PROVIDED RECORDS

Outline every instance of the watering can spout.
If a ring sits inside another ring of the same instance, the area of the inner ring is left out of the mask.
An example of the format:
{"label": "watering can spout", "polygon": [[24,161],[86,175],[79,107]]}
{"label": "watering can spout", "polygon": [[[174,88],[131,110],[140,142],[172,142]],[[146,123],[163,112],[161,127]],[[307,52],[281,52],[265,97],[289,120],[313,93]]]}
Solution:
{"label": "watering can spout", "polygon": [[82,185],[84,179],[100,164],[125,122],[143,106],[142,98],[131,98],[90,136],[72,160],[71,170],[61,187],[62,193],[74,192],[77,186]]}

WHAT YOU WILL DO
Every entry, written out exactly, is what the response should contain.

ANSWER TO THIS EXERCISE
Outline every instance of the watering can spout.
If a ring sits inside another ring of the same instance, the area of the inner ring is left out of the mask.
An example of the format:
{"label": "watering can spout", "polygon": [[24,161],[86,175],[79,107]]}
{"label": "watering can spout", "polygon": [[[174,88],[131,110],[140,142],[172,142]],[[146,123],[163,112],[161,127]],[[307,52],[281,52],[265,97],[289,120],[313,93]]]}
Solution:
{"label": "watering can spout", "polygon": [[82,185],[84,179],[100,164],[125,122],[143,106],[142,98],[131,98],[90,136],[72,160],[71,170],[61,187],[62,193],[74,192],[77,186]]}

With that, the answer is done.